PROBLEM DESCRIPTION
In the entries, from the line containing "Target: highway lane" through the end of the entries, inclusive, change "stone bollard" to "stone post" and keep everything else the same. Give back only those lines, and leave the pictures out.

Location identification entries
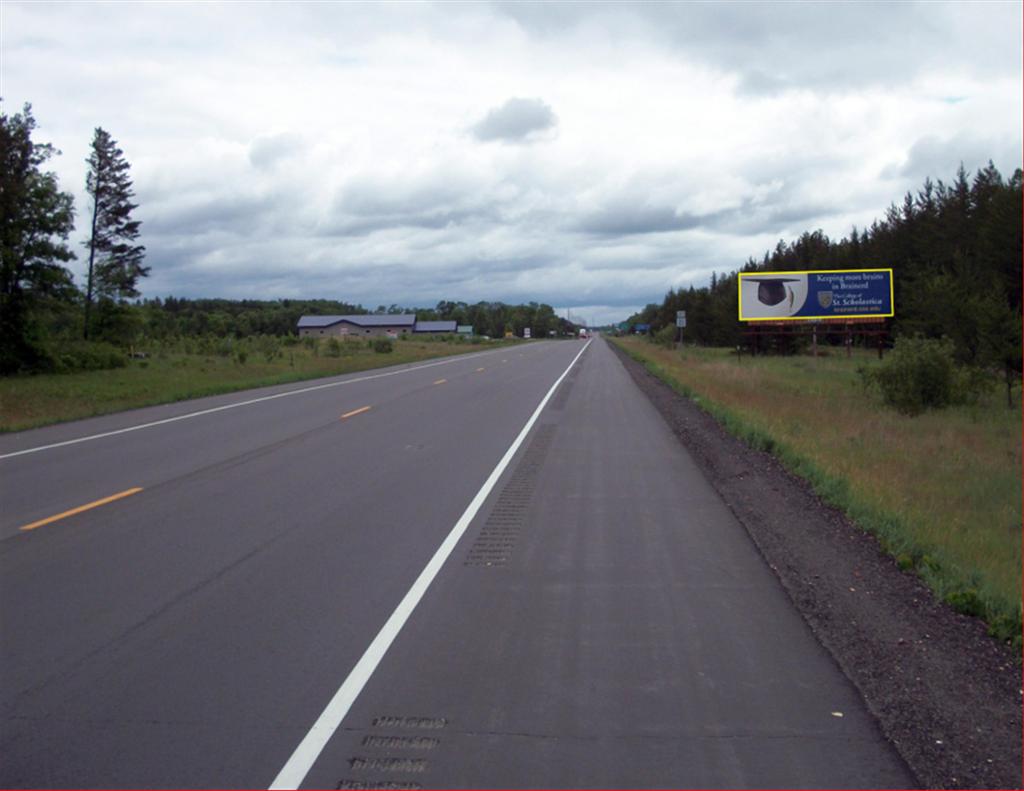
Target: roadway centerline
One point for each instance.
(81, 508)
(298, 765)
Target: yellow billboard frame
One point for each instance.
(739, 296)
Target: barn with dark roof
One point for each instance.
(365, 325)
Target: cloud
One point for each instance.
(938, 158)
(518, 120)
(266, 151)
(628, 219)
(340, 151)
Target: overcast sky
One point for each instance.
(588, 156)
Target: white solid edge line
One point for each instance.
(295, 771)
(240, 404)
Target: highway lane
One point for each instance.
(603, 622)
(627, 634)
(187, 634)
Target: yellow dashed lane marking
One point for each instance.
(86, 507)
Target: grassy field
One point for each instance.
(941, 491)
(166, 376)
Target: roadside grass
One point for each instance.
(941, 491)
(28, 402)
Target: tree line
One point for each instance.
(179, 318)
(37, 290)
(43, 310)
(955, 254)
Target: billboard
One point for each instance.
(806, 295)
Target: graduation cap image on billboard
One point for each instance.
(771, 291)
(772, 296)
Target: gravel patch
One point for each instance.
(945, 694)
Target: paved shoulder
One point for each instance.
(606, 622)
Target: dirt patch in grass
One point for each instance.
(945, 694)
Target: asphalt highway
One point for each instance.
(497, 570)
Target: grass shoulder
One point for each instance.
(193, 369)
(941, 491)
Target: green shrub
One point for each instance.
(921, 374)
(71, 357)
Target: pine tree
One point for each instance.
(115, 263)
(35, 220)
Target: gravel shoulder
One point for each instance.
(945, 694)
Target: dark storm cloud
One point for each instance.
(518, 120)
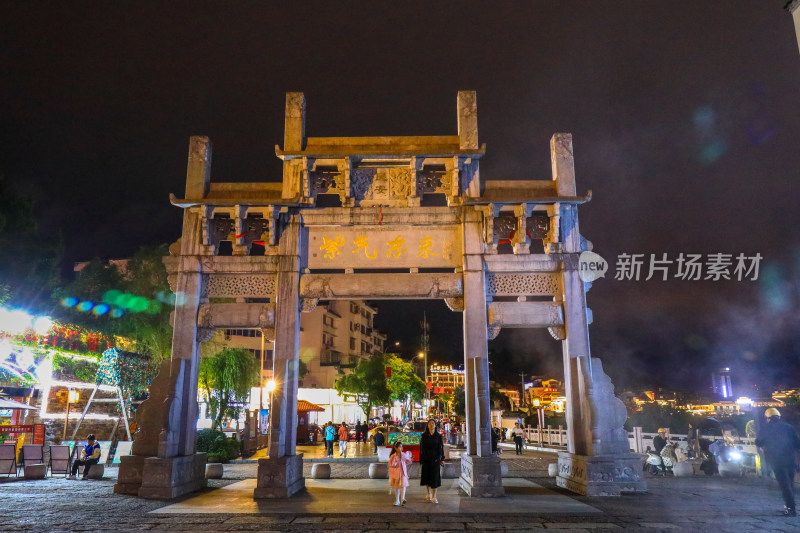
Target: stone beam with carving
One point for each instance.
(525, 314)
(381, 286)
(236, 315)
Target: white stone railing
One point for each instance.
(556, 438)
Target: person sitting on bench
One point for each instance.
(91, 456)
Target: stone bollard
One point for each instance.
(38, 471)
(451, 470)
(683, 469)
(321, 471)
(378, 470)
(96, 472)
(214, 470)
(729, 469)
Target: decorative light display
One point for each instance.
(127, 370)
(29, 347)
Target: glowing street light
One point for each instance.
(42, 325)
(14, 321)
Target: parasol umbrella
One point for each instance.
(6, 403)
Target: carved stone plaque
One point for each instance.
(384, 247)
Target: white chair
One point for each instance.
(59, 459)
(32, 454)
(8, 460)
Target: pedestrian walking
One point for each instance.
(780, 443)
(378, 440)
(518, 434)
(330, 436)
(431, 455)
(344, 435)
(398, 472)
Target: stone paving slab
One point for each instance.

FINAL RESULT
Target: highway lane
One point for each instance.
(603, 622)
(627, 634)
(187, 634)
Target: yellow dashed lane marking
One point for each instance.
(86, 507)
Target: grassy field
One point for each instance.
(941, 491)
(166, 376)
Target: roadside grass
One point for each instance.
(941, 491)
(28, 402)
Target: tree line
One point for each instance.
(179, 318)
(37, 290)
(43, 310)
(955, 254)
Target: billboard
One point for each instance.
(806, 295)
Target: graduation cap image on billboard
One point for each instance.
(771, 291)
(772, 296)
Target: gravel patch
One point for each instance.
(945, 694)
Target: paved shoulder
One point for each instance.
(606, 622)
Target: dirt patch in grass
One point for each instance.
(945, 694)
Target: asphalt highway
One point for each instance.
(497, 570)
Target: grass shoulder
One point for each instance.
(193, 369)
(941, 491)
Target: green shrub
One point for each instance.
(921, 374)
(71, 357)
Target: pine tree
One point for each instance.
(115, 263)
(35, 220)
Target: gravel shoulder
One point for each instance.
(945, 694)
Target: dark storm cloud
One point for each instance.
(518, 120)
Target: stone beam with carving
One point for each instance.
(525, 314)
(381, 286)
(236, 315)
Target: white stone railing
One point for each instance.
(556, 438)
Target: person sitting on bench
One point for each instance.
(91, 456)
Target: stone post
One point for each instance.
(38, 471)
(451, 470)
(683, 469)
(321, 471)
(378, 470)
(96, 472)
(214, 470)
(729, 469)
Target: decorative light display
One point for each instance.
(127, 370)
(29, 347)
Target: glowing street light
One point for each instance.
(42, 325)
(14, 321)
Target: parasol umbrella
One point for each instance.
(6, 403)
Target: carved stone plaque
One point for each instance.
(384, 247)
Target: white chair
One point for each instance.
(59, 459)
(32, 454)
(8, 460)
Target: pedestrian walking
One point for each instance.
(780, 443)
(378, 440)
(518, 434)
(330, 436)
(431, 455)
(344, 435)
(398, 472)
Target: stone paving slab
One point for each instance.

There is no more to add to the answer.